Job a → Can you condense the paragraph beginning "Most of the approaches" in the article on high-performance teams below into a short list that keeps its main facts?

Selection →
Amity Institute Of Training & Development

Building High Performance Teams Read Time: 5 mins

Most companies struggle to build High-Performance Teams - an important attribute where not much focus is given even by great corporations.

“97% of employees and executives surveyed believe a lack of alignment within a team directly impacts the outcome of a task or project” (source: salesforce.com)

Companies today operate in a global environment, with rapid changes, and need to respond to these new opportunities and new markets with agility. Despite organization investment in improving productivity and efficiency, we find organizations continuing to have challenges in creating high-performance teams.

Most of the approaches for creating these teams centre around managing performance and the leader's approach to building teams without a comprehensive approach that considers the team's purpose, its culture, the individuals that form a part of it and key underlying processes.

Building a high-performance team for an organization will be concerned with answering 3 key questions:

1) How can our team deliver higher customer impact?
2) How can our team remain motivated and engaged in our strategic goals?
3) How can our team achieve more with less?

Amity’s approach to Building High-Performance teams.

Supplied entries →
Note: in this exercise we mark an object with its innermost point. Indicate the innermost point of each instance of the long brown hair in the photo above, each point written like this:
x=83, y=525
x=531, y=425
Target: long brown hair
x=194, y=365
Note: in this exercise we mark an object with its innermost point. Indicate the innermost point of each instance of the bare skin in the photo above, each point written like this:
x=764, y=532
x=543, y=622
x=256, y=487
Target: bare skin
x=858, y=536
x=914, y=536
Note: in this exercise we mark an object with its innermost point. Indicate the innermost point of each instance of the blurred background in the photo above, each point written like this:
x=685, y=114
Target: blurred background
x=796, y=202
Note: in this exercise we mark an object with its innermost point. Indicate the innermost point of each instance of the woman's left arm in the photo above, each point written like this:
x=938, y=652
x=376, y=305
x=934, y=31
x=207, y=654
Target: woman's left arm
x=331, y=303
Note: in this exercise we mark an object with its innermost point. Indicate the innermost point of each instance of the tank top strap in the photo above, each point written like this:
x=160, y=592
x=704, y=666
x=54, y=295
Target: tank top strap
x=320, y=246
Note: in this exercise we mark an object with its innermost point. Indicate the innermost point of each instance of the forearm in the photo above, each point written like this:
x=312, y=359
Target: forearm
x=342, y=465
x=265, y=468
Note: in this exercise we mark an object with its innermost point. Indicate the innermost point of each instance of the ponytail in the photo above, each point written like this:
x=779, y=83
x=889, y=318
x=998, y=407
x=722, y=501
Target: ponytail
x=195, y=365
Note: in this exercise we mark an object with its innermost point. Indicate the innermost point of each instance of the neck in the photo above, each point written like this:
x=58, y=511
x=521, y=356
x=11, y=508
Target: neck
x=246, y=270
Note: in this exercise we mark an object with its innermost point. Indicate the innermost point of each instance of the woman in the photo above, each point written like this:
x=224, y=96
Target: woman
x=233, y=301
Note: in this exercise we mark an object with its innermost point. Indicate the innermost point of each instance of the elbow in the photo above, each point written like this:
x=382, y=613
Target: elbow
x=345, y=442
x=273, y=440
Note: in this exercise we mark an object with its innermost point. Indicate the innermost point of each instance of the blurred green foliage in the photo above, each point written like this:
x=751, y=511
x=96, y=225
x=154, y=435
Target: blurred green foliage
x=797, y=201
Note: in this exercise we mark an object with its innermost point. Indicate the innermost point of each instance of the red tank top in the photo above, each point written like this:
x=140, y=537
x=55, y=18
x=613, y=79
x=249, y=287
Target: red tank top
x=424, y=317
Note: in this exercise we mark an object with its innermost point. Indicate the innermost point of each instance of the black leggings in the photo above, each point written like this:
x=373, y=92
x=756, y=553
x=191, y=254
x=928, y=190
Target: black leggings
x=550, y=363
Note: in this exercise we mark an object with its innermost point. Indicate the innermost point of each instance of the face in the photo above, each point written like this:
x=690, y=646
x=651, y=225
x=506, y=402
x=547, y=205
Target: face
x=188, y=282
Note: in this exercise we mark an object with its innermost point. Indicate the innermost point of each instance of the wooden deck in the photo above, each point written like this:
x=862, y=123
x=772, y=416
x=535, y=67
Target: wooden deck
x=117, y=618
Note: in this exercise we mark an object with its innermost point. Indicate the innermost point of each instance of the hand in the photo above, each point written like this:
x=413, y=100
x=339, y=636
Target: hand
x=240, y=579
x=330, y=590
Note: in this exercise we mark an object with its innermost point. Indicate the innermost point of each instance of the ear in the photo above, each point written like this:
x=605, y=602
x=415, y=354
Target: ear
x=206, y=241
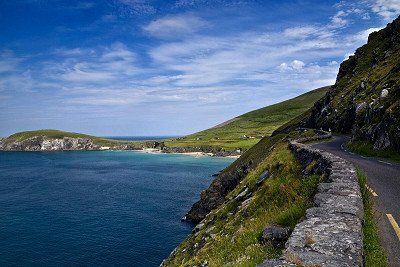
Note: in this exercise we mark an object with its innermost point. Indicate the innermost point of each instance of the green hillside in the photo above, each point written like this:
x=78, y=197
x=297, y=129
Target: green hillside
x=246, y=130
x=54, y=134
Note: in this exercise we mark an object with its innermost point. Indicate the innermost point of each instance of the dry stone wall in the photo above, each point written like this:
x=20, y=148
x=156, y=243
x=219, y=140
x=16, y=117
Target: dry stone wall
x=331, y=233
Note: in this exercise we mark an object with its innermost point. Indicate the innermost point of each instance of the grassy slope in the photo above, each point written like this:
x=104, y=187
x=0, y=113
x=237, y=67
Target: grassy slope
x=257, y=123
x=233, y=240
x=54, y=134
x=366, y=148
x=373, y=252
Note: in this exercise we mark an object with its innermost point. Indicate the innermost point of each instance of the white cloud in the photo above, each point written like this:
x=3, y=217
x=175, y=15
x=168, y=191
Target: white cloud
x=137, y=7
x=339, y=20
x=388, y=9
x=173, y=26
x=363, y=35
x=297, y=64
x=8, y=61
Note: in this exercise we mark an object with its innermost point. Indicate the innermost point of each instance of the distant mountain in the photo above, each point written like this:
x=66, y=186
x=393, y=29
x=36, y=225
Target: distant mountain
x=246, y=130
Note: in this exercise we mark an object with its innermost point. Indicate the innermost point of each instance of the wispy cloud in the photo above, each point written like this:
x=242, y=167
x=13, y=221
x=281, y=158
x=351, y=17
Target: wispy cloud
x=175, y=26
x=388, y=9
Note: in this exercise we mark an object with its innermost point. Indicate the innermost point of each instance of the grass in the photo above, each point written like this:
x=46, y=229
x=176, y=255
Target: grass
x=246, y=130
x=365, y=148
x=374, y=255
x=54, y=134
x=230, y=236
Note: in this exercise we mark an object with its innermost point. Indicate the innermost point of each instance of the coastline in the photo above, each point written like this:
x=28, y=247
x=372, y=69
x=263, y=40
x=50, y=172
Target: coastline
x=194, y=154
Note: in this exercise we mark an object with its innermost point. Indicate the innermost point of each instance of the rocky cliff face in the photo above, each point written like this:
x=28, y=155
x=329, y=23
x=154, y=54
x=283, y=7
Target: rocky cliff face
x=42, y=143
x=365, y=100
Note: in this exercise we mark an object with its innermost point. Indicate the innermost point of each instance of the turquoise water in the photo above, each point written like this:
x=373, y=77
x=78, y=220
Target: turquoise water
x=97, y=208
x=140, y=138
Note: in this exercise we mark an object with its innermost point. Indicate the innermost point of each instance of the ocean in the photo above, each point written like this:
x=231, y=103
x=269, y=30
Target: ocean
x=97, y=208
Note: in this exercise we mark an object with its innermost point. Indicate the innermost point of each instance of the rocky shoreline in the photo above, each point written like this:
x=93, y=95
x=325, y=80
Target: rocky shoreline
x=42, y=143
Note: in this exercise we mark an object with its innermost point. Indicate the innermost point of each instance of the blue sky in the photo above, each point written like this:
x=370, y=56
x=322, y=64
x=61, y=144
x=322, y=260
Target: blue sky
x=147, y=67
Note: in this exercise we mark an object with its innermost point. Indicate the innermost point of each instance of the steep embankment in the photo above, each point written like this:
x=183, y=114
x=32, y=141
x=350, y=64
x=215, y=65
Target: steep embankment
x=365, y=100
x=246, y=130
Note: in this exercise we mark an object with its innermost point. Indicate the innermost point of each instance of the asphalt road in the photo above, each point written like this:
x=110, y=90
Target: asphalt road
x=384, y=182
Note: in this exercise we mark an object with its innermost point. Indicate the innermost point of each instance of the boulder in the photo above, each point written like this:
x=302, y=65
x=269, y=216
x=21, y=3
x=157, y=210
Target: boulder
x=262, y=177
x=275, y=234
x=242, y=194
x=384, y=93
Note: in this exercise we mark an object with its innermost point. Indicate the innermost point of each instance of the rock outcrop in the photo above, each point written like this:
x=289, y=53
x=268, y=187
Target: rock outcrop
x=365, y=100
x=42, y=143
x=331, y=234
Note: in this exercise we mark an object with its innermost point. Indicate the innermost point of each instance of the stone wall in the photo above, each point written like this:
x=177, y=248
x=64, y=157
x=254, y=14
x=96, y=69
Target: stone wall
x=331, y=233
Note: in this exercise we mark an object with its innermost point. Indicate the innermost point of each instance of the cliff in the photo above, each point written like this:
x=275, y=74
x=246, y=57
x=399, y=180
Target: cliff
x=365, y=100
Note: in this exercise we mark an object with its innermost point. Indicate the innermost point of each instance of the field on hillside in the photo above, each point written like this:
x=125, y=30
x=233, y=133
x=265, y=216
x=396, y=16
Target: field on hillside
x=54, y=134
x=246, y=130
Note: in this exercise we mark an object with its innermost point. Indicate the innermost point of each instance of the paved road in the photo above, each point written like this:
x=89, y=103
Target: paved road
x=384, y=181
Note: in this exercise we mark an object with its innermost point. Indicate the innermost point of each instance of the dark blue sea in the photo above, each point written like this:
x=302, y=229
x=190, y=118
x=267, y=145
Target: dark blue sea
x=97, y=208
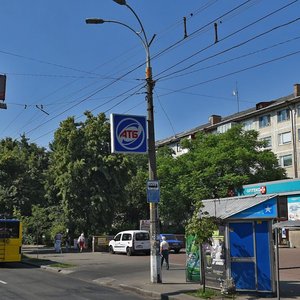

Job b → Which lines of the listing above contain the word "strap"? Copy out each of them.

Written reply a →
- Most approaches to creating high-performance teams center on managing performance and on the leader's approach to building teams.
- They lack a comprehensive approach that considers:
  - the team's purpose
  - its culture
  - the individuals that form part of it
  - key underlying processes

Written reply b →
Note: in this exercise we mark an object with its innermost point. Indicate the innermost point of each instance of the tank top strap in the photo above, each point written like this:
Target: tank top strap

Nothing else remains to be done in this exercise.